§ **EXCERPT PROVIDED**:

┌────────

The average frame level accuracies are: 83.4% for Baseline, 85.3% for Short, 87.0% for Long, and 87.7% for Both. Comparing our three sets of acoustic parameters with the baseline shows that the Both classifier performed best for ‘burst+release’ (Bur): the F-score increased from 0.73 for Baseline to 0.82 for Both. This was to be expected, since bursts are events of very short duration. The Short and Both classifiers perform best for ‘fricative’ (Fric). Most importantly, the Both classifier seems to be able to combine the classification power of the Short and Long classifiers, its F-score increased from 0.84 for the Baseline acoustic set to 0.88, an overall improvement in F-score of 0.04. The Both acoustic parameter set thus seems to be best able to capture both very short and longer acoustic events.

3.2.2 Discussion

Comparing the classification accuracies with those reported in the literature is not straightforward since, as indicated in Sect. 2.3, different authors used slightly different sets of manner features. For example, Scharenborg et al. (2007) used the feature values ‘vowel’, which we did not consider, and they modeled ‘plosives’ as a whole. Including the performance for ‘vowel’ classification, Scharenborg et al. (2007) obtained an average accuracy of 84%. In order to compare our results with those of Scharenborg et al. (2007), we re-analyzed the data of that study and calculated average classification accuracies over all other manner values, which gave accuracies between 66.8 and 75.6% for the different classification methods they used. Our classification accuracy of 87.7% thus outperforms Scharenborg et al. (2007).

Chang et al. (2005) used a similar set of manner values as Scharenborg et al. (2007), but they did not study ‘approximant’ and ‘retroflex’ consonants. Their baseline system is different from ours: Classifiers are trained on NTIMIT (Jankowski et al. 1990), which has telephone bandwith quality, and the acoustic frames have a length of 25 ms and are shifted in 10 ms steps. Their average classification accuracies for the manner values are lower than ours: 70% excluding ‘vowel’, 75% including ‘vowel’ (Chang et al. 2005). One reason for their lower performance accuracy might also be the lower quality of the recordings used (NTIMIT vs. TIMIT).

└────────

§ **TASKS AND EXERCISES**:
a: Extract the text of the excerpt on manner classification between "3.2.2 Discussion" and "Scharenborg et al. (2007).", inclusive.
b: Answer these questions using the excerpt on manner classification:
(i) What average frame level accuracy did the Both classifier reach?
(ii) Including the performance for 'vowel' classification, what average accuracy did Scharenborg et al. (2007) obtain?
(iii) On which corpus were the classifiers of Chang et al. (2005) trained?
The rows that follow are not needed for any of this work.

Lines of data
┌────────

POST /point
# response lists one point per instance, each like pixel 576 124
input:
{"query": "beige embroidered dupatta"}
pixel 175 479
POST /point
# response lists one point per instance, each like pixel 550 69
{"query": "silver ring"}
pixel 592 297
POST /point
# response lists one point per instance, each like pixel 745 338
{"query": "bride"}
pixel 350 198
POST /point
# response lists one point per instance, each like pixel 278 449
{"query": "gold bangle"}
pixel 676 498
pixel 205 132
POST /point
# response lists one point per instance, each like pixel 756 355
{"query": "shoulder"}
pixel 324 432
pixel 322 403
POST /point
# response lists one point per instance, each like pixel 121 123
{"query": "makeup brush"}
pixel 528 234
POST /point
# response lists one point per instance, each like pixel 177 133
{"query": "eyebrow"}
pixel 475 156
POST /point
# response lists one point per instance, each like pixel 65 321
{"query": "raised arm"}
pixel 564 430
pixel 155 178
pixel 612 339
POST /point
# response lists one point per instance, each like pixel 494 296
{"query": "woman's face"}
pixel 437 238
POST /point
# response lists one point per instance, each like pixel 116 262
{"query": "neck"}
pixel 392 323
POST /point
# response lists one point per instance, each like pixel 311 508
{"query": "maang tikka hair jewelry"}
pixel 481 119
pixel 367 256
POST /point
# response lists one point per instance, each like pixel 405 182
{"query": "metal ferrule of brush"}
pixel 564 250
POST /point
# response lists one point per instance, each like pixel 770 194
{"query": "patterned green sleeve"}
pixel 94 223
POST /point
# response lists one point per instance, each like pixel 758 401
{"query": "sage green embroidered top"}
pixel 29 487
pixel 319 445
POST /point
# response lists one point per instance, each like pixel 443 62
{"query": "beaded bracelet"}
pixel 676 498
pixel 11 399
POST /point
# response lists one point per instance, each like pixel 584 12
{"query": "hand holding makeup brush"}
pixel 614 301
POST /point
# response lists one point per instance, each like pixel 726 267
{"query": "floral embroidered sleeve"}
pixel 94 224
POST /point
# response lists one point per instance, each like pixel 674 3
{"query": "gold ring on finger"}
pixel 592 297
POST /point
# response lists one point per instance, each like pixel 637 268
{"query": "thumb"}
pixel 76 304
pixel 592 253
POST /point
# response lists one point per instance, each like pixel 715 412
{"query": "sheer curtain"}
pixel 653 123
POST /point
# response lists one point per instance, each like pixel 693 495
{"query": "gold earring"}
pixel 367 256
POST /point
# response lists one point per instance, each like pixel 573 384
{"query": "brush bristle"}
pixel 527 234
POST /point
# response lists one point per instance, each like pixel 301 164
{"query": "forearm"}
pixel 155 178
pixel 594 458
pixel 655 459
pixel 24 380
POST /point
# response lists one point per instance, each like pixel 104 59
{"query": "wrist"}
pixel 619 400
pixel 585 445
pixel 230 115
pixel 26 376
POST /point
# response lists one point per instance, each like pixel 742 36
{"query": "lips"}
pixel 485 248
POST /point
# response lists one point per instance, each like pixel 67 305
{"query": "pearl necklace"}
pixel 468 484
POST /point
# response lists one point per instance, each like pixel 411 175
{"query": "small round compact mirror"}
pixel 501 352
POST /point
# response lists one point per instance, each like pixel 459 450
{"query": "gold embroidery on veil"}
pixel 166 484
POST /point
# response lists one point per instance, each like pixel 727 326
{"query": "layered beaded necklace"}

└────────

§ **EXPECTED ANSWERS**:
a:
3.2.2 Discussion

Comparing the classification accuracies with those reported in the literature is not straightforward since, as indicated in Sect. 2.3, different authors used slightly different sets of manner features. For example, Scharenborg et al. (2007) used the feature values ‘vowel’, which we did not consider, and they modeled ‘plosives’ as a whole. Including the performance for ‘vowel’ classification, Scharenborg et al. (2007) obtained an average accuracy of 84%. In order to compare our results with those of Scharenborg et al. (2007), we re-analyzed the data of that study and calculated average classification accuracies over all other manner values, which gave accuracies between 66.8 and 75.6% for the different classification methods they used. Our classification accuracy of 87.7% thus outperforms Scharenborg et al. (2007).

b:
(i) 87.7%
(ii) 84%
(iii) NTIMIT